Sold 349,379 shares of Nike, estimated at ~$24.8 million based on the average price for the quarter ended September 30, 2025
The trade represented 10.6% of the fund's AUM
This completely closed out a position that was initiated in the previous quarter.
On October 8, 2025, Lancaster Investment Management disclosed in an SEC filing that it sold its entire position in NIKE (NYSE:NKE) during the quarter ended September 30, 2025, in an estimated $24.82 million trade.
Lancaster Investment Management disclosed in a United States Securities and Exchange Commission (SEC) Form 13F filing (link) on October 8, 2025, that it sold its entire holding of 349,379 shares in NIKE (NYSE:NKE) during the quarter ended September 30, 2025. The transaction was valued at an estimated $24.82 million.
This was a complete exit; as of September 30, 2025, Nike accounted for 0% of Lancaster's 13F assets under management (AUM).
As of September 30, the fund held eight reportable positions. Here are the top five holdings by value:
As of October 8, 2025, shares of Nike were priced at $69.09, down 14.5% over the past year, underperforming the S&P 500 by 33 percentage points.

(Point annotation dataset records)
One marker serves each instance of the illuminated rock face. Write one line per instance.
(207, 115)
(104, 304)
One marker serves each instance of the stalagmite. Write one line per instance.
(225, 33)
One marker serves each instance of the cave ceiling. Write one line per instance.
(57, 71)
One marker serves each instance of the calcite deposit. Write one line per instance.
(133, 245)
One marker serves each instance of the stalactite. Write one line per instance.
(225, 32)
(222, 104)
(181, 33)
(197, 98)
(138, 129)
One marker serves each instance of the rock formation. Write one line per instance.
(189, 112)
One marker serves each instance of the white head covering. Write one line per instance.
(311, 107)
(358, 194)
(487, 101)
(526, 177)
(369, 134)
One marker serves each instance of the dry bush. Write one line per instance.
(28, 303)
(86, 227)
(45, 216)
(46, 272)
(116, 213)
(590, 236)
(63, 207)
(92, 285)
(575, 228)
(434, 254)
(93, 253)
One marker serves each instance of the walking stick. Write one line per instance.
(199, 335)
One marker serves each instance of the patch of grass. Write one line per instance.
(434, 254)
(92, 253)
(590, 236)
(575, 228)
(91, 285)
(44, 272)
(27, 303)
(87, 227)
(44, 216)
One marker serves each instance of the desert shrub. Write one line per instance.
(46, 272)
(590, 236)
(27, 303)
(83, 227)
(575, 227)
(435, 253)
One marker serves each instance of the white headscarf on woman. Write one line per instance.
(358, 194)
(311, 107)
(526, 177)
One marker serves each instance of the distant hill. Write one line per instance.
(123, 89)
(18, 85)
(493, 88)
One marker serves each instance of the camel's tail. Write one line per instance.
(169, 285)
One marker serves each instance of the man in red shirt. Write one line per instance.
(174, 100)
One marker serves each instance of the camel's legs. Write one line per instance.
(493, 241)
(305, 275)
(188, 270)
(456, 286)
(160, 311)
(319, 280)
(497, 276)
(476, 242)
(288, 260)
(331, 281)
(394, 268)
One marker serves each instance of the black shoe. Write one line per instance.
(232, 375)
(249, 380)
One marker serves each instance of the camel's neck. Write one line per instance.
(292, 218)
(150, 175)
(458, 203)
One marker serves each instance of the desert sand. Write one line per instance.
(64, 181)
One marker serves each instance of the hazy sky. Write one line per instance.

### TASK INSTRUCTIONS
Continue the article about Lancaster Investment Management's sale of its Nike stake, starting right after its last sentence.

### FINAL ANSWER
Metric | Value |
---|---|
Revenue (TTM) | $46.5 billion |
Net income (TTM) | $2.9 billion |
Dividend yield | 2.3% |
Price (as of market close October 8, 2025) | $69.09 |
Nike generates revenue primarily through the design, development, and sale of athletic footwear, apparel, equipment, and accessories, with major brands including Nike, Jordan, and Converse.
The company operates a global business model that combines direct-to-consumer sales via owned retail stores and digital platforms with wholesale distribution to sporting goods, specialty, and department stores.
Nike targets a broad customer base, including men, women, and children worldwide, with a focus on athletes, sports enthusiasts, and lifestyle consumers seeking branded athletic and casual products.
Nike leverages strong brand recognition and an extensive distribution network to maintain scale and reach. Its competitive advantages include a robust product portfolio and a well-established presence across both performance and lifestyle segments.
Lancaster Investment Management is institutional investor with a very active and concentrated portfolio. As of September 30, Lancaster only had 8 stocks in its portfolio with the largest position (Autoliv) accounting for more than a third of AUM.
Also of note, while Lancaster sold its entire Nike position during the third quarter, those shares barely had time to settle in as they were only purchased in the previous quarter. In fact, Lancaster's position in Flutter was also only initiated in Q2 of this year.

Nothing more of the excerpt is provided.